**PROBLEM TO WORK ON:** From the entries below, copy every line that has the word "grass".

= = = = =

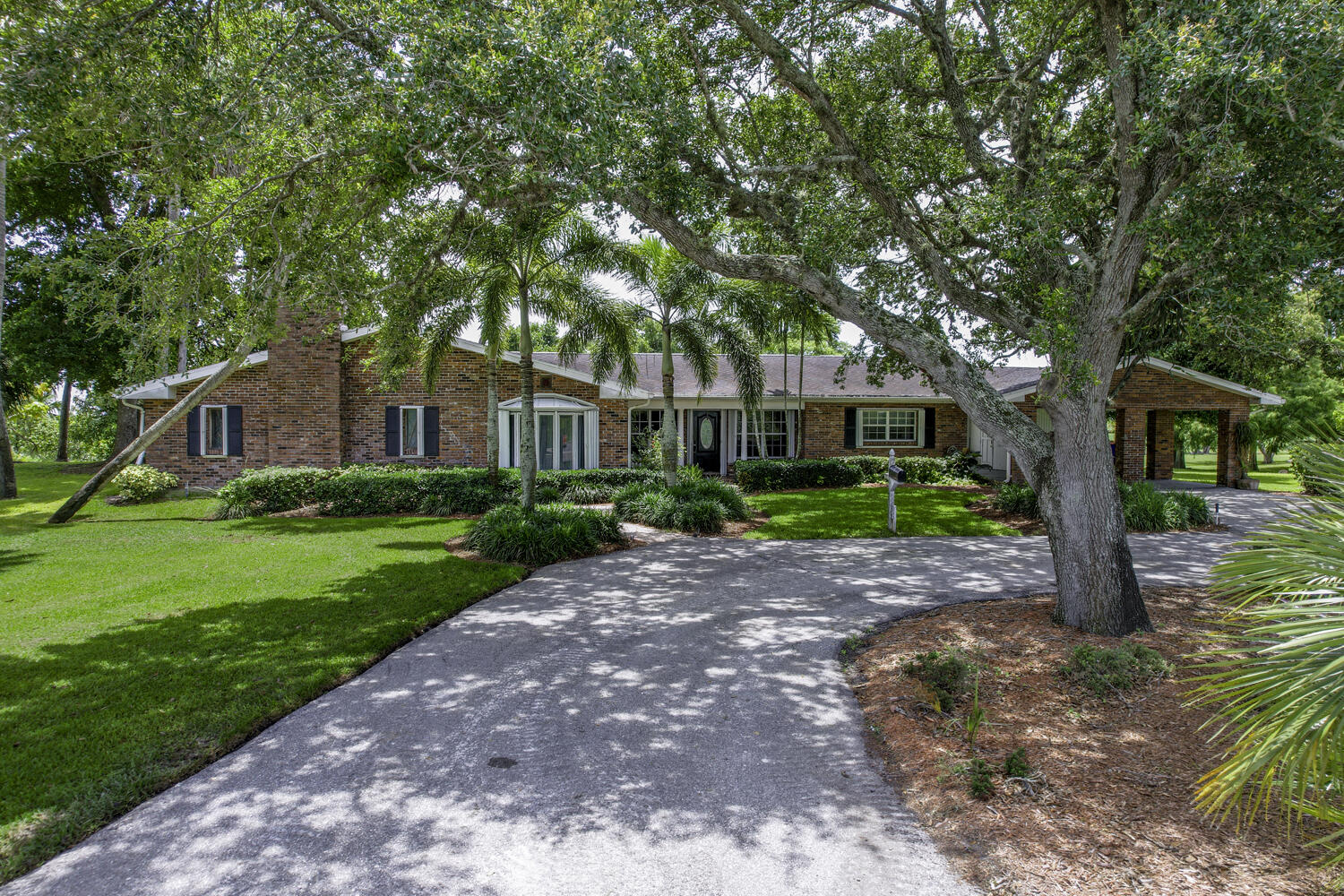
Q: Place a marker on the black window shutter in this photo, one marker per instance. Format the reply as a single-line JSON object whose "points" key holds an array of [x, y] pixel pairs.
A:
{"points": [[430, 432], [194, 432], [394, 430], [236, 430]]}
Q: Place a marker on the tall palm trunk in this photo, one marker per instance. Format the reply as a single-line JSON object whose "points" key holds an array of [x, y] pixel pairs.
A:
{"points": [[527, 449], [64, 426], [668, 410], [797, 424], [787, 382], [8, 487], [492, 410]]}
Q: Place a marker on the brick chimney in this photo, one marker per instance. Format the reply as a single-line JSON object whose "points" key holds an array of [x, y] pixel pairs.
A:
{"points": [[303, 378]]}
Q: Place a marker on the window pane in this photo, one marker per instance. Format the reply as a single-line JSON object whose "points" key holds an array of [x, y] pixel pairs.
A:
{"points": [[546, 441], [566, 443], [580, 454], [214, 430], [410, 432]]}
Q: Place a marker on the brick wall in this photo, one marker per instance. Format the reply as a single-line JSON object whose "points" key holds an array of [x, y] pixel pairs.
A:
{"points": [[824, 432], [304, 389], [247, 389], [460, 397]]}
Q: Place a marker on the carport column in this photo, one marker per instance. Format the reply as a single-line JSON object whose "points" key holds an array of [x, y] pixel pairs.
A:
{"points": [[1161, 444], [1228, 462], [1131, 425]]}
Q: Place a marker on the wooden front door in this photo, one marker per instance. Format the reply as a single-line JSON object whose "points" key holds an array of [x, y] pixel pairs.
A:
{"points": [[704, 446]]}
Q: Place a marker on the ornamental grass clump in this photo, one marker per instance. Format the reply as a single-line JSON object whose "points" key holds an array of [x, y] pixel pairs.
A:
{"points": [[695, 505], [546, 533], [1277, 678]]}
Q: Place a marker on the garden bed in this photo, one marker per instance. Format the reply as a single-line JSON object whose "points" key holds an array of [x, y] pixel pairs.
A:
{"points": [[1112, 778]]}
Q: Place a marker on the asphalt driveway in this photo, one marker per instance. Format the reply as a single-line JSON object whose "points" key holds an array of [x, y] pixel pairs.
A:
{"points": [[663, 720]]}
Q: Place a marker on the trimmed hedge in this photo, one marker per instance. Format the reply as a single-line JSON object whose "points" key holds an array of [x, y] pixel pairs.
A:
{"points": [[374, 489], [548, 533], [142, 482], [839, 471], [271, 490], [779, 476], [693, 505], [593, 487], [1145, 508]]}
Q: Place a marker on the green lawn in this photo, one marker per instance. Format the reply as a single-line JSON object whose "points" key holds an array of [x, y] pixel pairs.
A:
{"points": [[140, 642], [862, 513], [1274, 477]]}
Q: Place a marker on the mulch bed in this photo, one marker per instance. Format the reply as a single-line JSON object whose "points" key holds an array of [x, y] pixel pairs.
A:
{"points": [[1110, 812]]}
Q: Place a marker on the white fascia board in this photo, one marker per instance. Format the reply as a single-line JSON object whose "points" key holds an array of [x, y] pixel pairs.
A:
{"points": [[164, 386], [1209, 379], [607, 389], [1175, 370]]}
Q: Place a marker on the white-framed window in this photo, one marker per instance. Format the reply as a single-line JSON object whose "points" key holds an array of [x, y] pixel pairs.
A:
{"points": [[561, 440], [413, 430], [214, 430], [644, 424], [898, 425], [774, 435]]}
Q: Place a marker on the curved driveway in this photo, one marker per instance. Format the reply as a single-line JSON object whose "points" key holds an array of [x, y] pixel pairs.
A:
{"points": [[664, 720]]}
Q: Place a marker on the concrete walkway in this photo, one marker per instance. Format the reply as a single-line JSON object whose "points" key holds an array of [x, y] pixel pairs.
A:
{"points": [[664, 720]]}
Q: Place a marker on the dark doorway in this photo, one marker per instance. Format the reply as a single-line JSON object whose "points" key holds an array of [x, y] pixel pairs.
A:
{"points": [[704, 450]]}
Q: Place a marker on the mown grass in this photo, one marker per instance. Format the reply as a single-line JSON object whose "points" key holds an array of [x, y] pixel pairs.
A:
{"points": [[140, 642], [1274, 477], [862, 513]]}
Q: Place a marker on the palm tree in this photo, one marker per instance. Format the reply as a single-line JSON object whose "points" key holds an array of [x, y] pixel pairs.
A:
{"points": [[688, 306], [1279, 683], [540, 261]]}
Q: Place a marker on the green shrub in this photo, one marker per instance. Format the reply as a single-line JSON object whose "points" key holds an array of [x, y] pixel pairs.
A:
{"points": [[693, 505], [946, 673], [1015, 766], [593, 487], [142, 482], [981, 780], [271, 489], [374, 490], [1145, 508], [1018, 497], [547, 533], [1105, 669], [777, 476]]}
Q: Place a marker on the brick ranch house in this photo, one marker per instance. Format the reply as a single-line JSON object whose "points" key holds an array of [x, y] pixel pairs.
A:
{"points": [[314, 398]]}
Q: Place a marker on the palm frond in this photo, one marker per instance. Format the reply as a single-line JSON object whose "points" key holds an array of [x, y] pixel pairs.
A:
{"points": [[1277, 684]]}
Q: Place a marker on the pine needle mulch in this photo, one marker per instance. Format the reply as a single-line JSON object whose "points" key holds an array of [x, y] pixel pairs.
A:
{"points": [[1107, 807]]}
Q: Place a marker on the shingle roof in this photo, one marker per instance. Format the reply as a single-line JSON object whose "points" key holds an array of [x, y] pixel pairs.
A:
{"points": [[819, 378]]}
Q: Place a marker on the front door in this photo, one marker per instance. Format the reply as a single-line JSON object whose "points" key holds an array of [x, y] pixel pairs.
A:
{"points": [[704, 452]]}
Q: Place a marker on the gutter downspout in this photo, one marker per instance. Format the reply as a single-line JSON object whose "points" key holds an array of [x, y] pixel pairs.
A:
{"points": [[140, 414]]}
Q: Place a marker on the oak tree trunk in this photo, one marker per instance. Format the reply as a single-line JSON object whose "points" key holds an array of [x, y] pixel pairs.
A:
{"points": [[151, 435], [64, 426], [1080, 501]]}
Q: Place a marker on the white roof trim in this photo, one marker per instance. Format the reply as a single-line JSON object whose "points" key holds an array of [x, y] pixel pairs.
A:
{"points": [[548, 402], [164, 386], [1175, 370], [609, 389]]}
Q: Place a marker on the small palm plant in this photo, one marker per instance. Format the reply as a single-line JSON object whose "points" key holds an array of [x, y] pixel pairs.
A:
{"points": [[538, 260], [1279, 684], [688, 306]]}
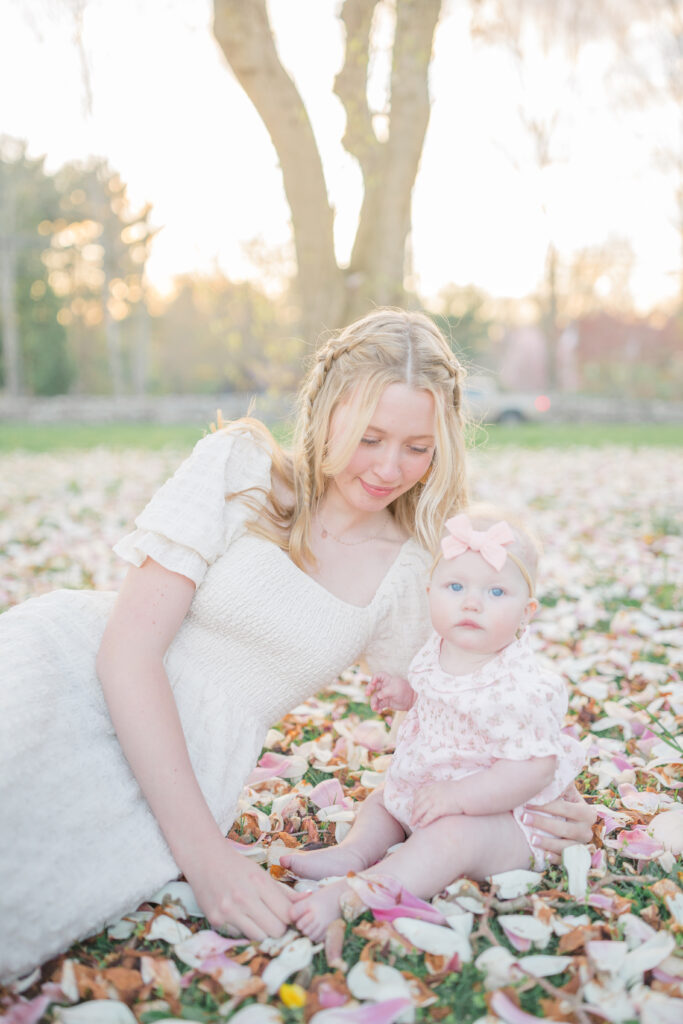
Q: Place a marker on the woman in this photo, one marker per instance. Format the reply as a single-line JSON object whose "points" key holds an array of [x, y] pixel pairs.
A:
{"points": [[130, 724]]}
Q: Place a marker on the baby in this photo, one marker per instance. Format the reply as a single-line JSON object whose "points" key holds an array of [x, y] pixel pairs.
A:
{"points": [[482, 735]]}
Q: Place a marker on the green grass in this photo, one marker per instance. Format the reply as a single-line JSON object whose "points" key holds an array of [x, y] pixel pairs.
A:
{"points": [[67, 436]]}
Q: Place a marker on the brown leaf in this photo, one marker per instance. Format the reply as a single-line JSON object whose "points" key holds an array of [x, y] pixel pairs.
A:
{"points": [[322, 985], [287, 840], [578, 937], [557, 1010], [311, 829]]}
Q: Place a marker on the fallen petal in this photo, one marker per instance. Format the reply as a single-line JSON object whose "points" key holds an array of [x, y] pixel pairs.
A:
{"points": [[434, 938], [374, 1013], [379, 982], [294, 956], [577, 861], [510, 1012], [517, 883], [95, 1012], [523, 930]]}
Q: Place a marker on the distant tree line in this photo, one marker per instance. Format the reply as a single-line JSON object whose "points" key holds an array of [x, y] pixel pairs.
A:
{"points": [[78, 314]]}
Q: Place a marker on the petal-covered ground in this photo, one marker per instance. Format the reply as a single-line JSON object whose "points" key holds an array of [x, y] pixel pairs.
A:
{"points": [[599, 939]]}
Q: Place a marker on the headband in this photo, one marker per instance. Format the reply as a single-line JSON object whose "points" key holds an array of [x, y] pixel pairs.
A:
{"points": [[488, 543]]}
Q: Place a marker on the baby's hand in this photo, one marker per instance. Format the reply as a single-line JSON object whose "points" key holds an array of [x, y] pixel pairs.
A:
{"points": [[436, 800], [387, 691]]}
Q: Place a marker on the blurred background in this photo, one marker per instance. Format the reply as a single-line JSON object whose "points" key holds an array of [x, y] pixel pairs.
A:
{"points": [[193, 190]]}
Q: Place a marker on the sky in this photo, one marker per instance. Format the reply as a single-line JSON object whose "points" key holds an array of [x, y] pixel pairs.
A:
{"points": [[172, 120]]}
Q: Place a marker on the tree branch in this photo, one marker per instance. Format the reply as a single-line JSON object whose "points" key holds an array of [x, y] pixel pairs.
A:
{"points": [[351, 84], [244, 33]]}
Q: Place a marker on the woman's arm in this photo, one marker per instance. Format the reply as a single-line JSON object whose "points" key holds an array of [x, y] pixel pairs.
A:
{"points": [[504, 785], [148, 612], [569, 819]]}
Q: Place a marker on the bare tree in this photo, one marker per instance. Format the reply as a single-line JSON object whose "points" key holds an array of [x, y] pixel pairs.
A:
{"points": [[331, 294], [648, 75]]}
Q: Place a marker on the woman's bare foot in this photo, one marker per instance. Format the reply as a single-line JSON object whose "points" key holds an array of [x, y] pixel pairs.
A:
{"points": [[313, 911], [324, 863]]}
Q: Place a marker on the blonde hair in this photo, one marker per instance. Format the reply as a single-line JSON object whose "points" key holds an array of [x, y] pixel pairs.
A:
{"points": [[526, 545], [387, 346]]}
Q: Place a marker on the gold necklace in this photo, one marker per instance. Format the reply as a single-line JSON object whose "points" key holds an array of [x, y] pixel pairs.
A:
{"points": [[325, 532]]}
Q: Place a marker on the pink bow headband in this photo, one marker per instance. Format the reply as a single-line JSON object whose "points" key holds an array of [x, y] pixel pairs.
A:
{"points": [[488, 543]]}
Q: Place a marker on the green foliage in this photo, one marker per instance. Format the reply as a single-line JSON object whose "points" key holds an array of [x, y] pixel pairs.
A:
{"points": [[30, 201]]}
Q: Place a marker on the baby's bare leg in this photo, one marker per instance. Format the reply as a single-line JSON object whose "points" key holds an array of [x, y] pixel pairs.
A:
{"points": [[428, 861], [369, 839]]}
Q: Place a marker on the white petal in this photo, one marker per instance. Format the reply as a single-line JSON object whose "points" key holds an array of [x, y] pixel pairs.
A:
{"points": [[545, 967], [434, 938], [668, 829], [167, 930], [124, 929], [517, 883], [577, 861], [606, 956], [179, 892], [256, 1014], [95, 1012], [525, 927], [675, 904], [497, 964], [646, 956], [561, 926], [377, 982], [294, 956], [610, 997]]}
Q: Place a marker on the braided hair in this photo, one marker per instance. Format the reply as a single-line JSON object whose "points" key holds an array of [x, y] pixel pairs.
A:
{"points": [[387, 346]]}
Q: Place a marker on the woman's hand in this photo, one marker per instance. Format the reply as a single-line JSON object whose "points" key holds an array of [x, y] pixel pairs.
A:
{"points": [[387, 692], [232, 891], [569, 820]]}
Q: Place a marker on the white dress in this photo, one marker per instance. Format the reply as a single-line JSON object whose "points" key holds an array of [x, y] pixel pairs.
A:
{"points": [[79, 845]]}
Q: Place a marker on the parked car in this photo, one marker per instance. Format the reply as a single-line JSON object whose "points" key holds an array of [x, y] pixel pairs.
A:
{"points": [[485, 402]]}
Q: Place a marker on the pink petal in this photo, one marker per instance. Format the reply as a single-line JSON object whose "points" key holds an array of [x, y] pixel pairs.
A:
{"points": [[635, 844], [271, 764], [327, 793], [368, 1013], [388, 899], [601, 901], [509, 1011], [598, 860]]}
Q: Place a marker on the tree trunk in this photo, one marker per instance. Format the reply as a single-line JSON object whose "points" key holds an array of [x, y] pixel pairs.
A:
{"points": [[11, 351], [244, 34], [329, 295]]}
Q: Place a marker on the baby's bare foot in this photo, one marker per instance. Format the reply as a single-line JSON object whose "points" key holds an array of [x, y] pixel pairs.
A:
{"points": [[314, 911], [323, 863]]}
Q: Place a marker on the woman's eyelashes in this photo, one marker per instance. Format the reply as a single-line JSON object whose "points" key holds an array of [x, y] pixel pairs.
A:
{"points": [[415, 449]]}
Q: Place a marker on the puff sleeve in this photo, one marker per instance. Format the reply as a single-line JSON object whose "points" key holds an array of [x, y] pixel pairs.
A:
{"points": [[403, 624], [188, 523]]}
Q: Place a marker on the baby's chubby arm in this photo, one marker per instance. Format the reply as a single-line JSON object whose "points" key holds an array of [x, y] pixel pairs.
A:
{"points": [[504, 785], [387, 691]]}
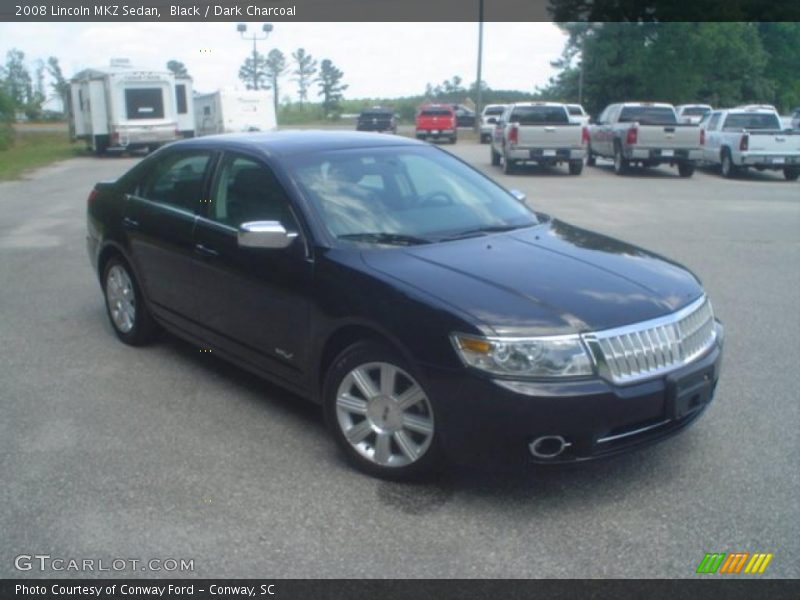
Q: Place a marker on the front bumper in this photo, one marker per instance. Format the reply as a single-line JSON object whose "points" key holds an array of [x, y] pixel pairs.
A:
{"points": [[480, 421]]}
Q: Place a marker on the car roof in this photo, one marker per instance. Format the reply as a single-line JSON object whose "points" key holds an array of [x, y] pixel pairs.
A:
{"points": [[292, 142]]}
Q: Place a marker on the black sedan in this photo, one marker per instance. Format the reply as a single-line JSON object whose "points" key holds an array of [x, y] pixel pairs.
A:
{"points": [[430, 311]]}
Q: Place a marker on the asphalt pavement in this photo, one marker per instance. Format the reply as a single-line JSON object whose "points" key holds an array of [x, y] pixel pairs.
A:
{"points": [[111, 452]]}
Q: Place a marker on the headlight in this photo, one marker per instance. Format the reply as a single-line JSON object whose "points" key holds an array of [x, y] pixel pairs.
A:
{"points": [[557, 356]]}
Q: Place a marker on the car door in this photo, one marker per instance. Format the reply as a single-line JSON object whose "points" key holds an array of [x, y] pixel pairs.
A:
{"points": [[253, 300], [159, 217]]}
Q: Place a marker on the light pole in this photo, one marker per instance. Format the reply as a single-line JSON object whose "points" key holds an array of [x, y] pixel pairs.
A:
{"points": [[479, 94], [266, 28]]}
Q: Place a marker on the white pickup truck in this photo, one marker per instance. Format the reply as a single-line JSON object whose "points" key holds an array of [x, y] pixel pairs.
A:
{"points": [[540, 132], [750, 136], [646, 133]]}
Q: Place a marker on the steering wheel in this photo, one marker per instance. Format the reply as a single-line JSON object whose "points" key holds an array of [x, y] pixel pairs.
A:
{"points": [[437, 198]]}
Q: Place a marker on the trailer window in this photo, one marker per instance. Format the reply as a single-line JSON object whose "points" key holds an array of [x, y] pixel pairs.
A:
{"points": [[144, 103], [180, 94]]}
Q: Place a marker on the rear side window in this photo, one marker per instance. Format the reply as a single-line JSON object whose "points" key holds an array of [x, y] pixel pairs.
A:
{"points": [[144, 103], [178, 180], [539, 115], [752, 121], [436, 112], [180, 95], [648, 115]]}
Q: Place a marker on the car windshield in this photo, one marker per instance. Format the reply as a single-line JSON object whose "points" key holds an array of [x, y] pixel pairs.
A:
{"points": [[402, 195], [648, 115], [752, 121]]}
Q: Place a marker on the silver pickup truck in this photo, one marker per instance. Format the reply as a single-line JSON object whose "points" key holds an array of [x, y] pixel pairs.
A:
{"points": [[644, 133], [750, 136], [540, 132]]}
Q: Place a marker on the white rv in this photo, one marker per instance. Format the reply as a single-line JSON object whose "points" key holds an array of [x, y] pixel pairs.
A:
{"points": [[120, 107], [230, 111]]}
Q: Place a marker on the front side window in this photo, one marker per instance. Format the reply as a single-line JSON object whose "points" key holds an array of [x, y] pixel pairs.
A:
{"points": [[144, 103], [177, 180], [247, 191], [417, 194]]}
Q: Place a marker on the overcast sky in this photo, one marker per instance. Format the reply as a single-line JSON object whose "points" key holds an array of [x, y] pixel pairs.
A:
{"points": [[378, 59]]}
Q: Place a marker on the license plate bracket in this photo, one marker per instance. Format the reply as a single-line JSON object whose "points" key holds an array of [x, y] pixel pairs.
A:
{"points": [[688, 393]]}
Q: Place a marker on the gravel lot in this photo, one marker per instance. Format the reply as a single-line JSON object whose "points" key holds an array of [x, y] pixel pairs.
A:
{"points": [[111, 452]]}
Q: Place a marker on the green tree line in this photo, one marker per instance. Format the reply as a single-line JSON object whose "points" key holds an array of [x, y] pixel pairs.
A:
{"points": [[722, 64]]}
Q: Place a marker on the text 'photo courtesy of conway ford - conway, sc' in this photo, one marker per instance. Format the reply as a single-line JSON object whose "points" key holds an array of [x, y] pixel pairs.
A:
{"points": [[431, 312]]}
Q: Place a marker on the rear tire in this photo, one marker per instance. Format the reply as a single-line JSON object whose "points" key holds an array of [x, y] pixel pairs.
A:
{"points": [[509, 165], [791, 173], [125, 305], [380, 414], [686, 169], [727, 168], [621, 165]]}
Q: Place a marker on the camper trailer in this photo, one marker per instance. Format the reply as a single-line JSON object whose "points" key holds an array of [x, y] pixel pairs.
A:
{"points": [[230, 111], [120, 107]]}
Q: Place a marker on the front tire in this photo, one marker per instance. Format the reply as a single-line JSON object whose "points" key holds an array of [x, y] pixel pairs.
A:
{"points": [[380, 414], [686, 169], [125, 304]]}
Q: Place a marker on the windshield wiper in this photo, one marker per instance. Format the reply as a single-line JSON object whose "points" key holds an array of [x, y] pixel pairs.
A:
{"points": [[383, 237], [478, 231]]}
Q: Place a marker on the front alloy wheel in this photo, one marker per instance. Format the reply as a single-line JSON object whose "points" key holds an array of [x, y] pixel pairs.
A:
{"points": [[380, 413]]}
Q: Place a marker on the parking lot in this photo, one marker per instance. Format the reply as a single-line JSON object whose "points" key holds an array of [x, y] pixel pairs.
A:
{"points": [[108, 451]]}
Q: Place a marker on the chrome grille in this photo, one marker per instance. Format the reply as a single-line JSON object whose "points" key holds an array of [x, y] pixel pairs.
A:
{"points": [[647, 349]]}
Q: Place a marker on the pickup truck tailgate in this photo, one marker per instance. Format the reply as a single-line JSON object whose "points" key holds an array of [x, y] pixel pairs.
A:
{"points": [[550, 136], [668, 136]]}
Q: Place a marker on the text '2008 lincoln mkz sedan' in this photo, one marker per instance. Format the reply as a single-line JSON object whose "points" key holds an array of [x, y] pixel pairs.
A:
{"points": [[430, 311]]}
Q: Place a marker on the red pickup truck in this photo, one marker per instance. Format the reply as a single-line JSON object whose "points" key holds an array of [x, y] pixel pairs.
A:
{"points": [[437, 121]]}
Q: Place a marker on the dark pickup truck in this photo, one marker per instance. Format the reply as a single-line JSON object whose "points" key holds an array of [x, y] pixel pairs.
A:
{"points": [[377, 119]]}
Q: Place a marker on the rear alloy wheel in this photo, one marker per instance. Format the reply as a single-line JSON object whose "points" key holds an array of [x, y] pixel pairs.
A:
{"points": [[380, 414], [685, 169], [126, 310], [620, 164], [727, 167]]}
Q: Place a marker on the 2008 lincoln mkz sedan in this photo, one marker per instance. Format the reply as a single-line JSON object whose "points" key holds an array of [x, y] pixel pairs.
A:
{"points": [[430, 311]]}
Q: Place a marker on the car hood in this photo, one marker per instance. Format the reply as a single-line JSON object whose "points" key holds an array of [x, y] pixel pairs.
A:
{"points": [[546, 280]]}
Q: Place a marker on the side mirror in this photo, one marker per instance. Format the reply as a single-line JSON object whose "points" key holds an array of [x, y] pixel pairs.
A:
{"points": [[519, 195], [264, 234]]}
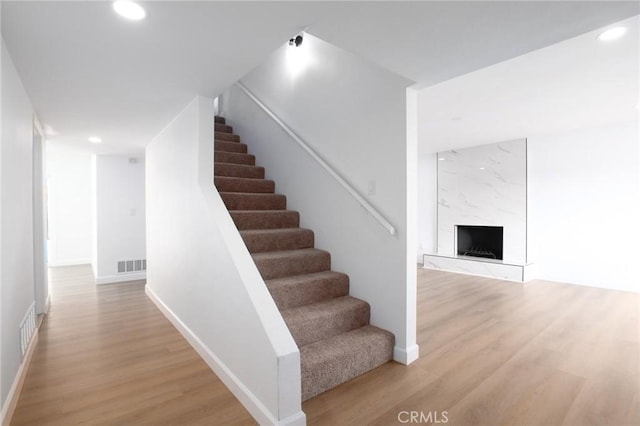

= = = = =

**YOUR SOLUTION:**
Q: Place a marker on the ornamental grass clump in this photo, one marker per instance. Format the reply as a single-line JSON object whose "points" key holds an array of [x, y] pixel pairs.
Q: Place a marker on the mown grass in this photo, one marker per instance. Format the reply as a single-line JSON object whose "points" key holds an array of [x, y] pixel pairs.
Q: Place a marker on the green grass in this photo, one marker per instance. Format the reply as a single-line JSON object whose "points" key holds an array of [x, y] pixel pairs.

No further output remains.